BRIEF:
Print the data that follows exactly.

-------- SOURCE MATERIAL

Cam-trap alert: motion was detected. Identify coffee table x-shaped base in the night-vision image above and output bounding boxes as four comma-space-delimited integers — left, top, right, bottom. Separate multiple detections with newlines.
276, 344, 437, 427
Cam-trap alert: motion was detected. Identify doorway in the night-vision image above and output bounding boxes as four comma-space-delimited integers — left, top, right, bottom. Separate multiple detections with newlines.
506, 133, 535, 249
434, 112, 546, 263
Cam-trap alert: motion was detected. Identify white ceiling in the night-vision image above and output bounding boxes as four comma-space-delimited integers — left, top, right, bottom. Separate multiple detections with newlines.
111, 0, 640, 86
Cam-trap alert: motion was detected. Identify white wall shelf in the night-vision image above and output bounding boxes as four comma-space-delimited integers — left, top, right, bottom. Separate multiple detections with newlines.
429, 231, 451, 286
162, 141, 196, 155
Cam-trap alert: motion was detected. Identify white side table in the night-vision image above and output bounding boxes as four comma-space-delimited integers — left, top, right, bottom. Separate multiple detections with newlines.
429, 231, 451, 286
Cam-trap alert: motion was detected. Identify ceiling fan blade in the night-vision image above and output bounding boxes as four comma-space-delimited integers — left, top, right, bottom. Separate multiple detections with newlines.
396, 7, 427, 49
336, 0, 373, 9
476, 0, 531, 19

----------------

THE RESPONSE:
Cam-trap alert: motion was detected. Identify coffee table x-shaped base in the night-vision image above and output bounding boxes as four comma-space-delimited integers — left, top, right, bottom. Separate multiple detections with newlines.
276, 344, 437, 427
Cam-trap alert: motion was detected. Identify doorway in the night-vision image above and output bounding boxes as four comma-space-delimited integers — left, top, right, bottom. Separate multiple detections with newlines.
506, 133, 535, 249
434, 112, 546, 263
Cam-trap alert: motion was detected. Identify white ceiling in the night-vision image above and output bounding boxes as four comma-space-delimited integers — left, top, right, bottom. Separate multiple detections with newlines.
111, 0, 640, 86
Cam-trap alert: motion was detected. Identify white wall shelf in the night-vision image above and output bounding boxes as four comma-space-delimited integers — left, top, right, bottom. Separate multiple detections with newlines.
429, 231, 451, 286
162, 141, 196, 155
Cam-trap alert: motion was detected. Identify white side table in the night-vision image above and output bounding boxes as four comma-space-delimited integers — left, top, right, bottom. Separate multiple detections with newlines.
429, 231, 451, 286
Cam-trap alert: motion was detected. Identify ceiling fan blade in the night-vision image above and output bounding boxes as four comma-space-delimited integers — left, top, right, bottom. Separate multiple detections with newlines.
396, 7, 427, 49
336, 0, 373, 9
476, 0, 531, 19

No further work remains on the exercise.